_WRITTEN EXERCISE A:_
Answer these from the E36 M3 passage, one line each:
(i) What rear suspension did the E36 adopt in place of the E30's trailing arm setup?
(ii) What coilover kit does the passage give as an example?
(iii) What seats and brakes does it recommend fitting for a track car?
_WRITTEN EXERCISE B:_
Quote the stretch of the E36 M3 passage from "The E36 ditched" through "an arm-flailing tank-slapper." word for word.

_DOCUMENT PASSAGE:_
## BEGIN

The E36 ditched the E30’s trailing arm rear suspension for a multi-link set-up, and there are nuanced chassis set-up diferences between the 3.0 and 3.2 litre, but both retain the same relatively soft feel. Push on hard down a twisty road and there’s no doubting that the E36 lacks the deft communication skills of the E30. The supple suspension is prone to body roll, and although grip levels are high, when the rear does let go, it tends to go quite quickly and without much progression. Then you back of the accelerator in a panic and the soft suspension tries to pitch you into an arm-flailing tank-slapper.
Originality is desirable, but this is one case where a coilover kit is worth the investment. With something like Variant 3 KWs, you get higher traction limits and firmed up the body control, making the E36 much more playful and confidence inspiring.
You can slide it and make it dance and feel much more at one with it than a standard car. It’s more fun and quicker round a track than the standard car too.
If you want a good road car, that’s all you need do. If you want the ultimate track machine, you might become frustrated by the slippery leather that doesn’t offer enough support when you thread together a set of corners, and the so-so brakes. Fit fixed bucket seats and six-piston brakes along with uprated suspension and you have a brilliant driver’s car, and all for far less than the tattiest E30. Better still, an E30 M3 wouldn’t see which way you went, and an E46 driver would have a fight on his hands.
For far too long, the E36 M3 has been criminally under-appreciated by enthusiasts. This is changing. You need to buy one now before values climb any higher.

## END

_LISTED ENTRIES:_
## BEGIN

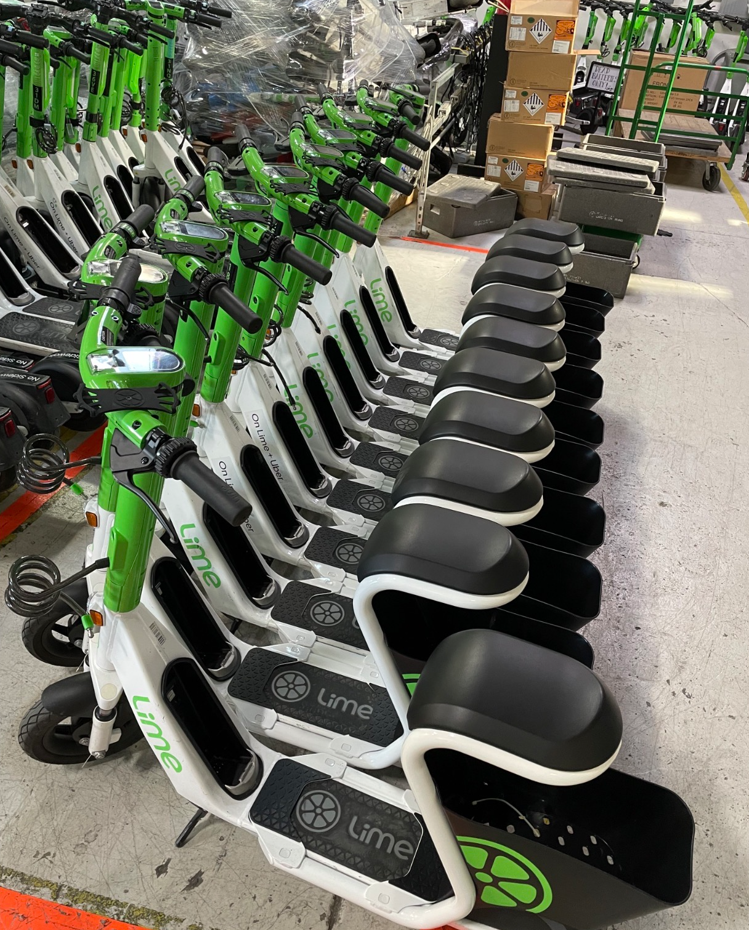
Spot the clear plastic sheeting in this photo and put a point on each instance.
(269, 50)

## END
## BEGIN

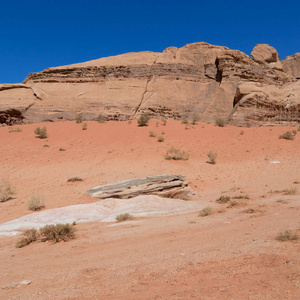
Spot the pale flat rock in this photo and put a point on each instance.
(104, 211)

## END

_COMPLETE OUTPUT A:_
(i) A multi-link set-up
(ii) Variant 3 KWs
(iii) Fixed bucket seats and six-piston brakes

_COMPLETE OUTPUT B:_
The E36 ditched the E30’s trailing arm rear suspension for a multi-link set-up, and there are nuanced chassis set-up diferences between the 3.0 and 3.2 litre, but both retain the same relatively soft feel. Push on hard down a twisty road and there’s no doubting that the E36 lacks the deft communication skills of the E30. The supple suspension is prone to body roll, and although grip levels are high, when the rear does let go, it tends to go quite quickly and without much progression. Then you back of the accelerator in a panic and the soft suspension tries to pitch you into an arm-flailing tank-slapper.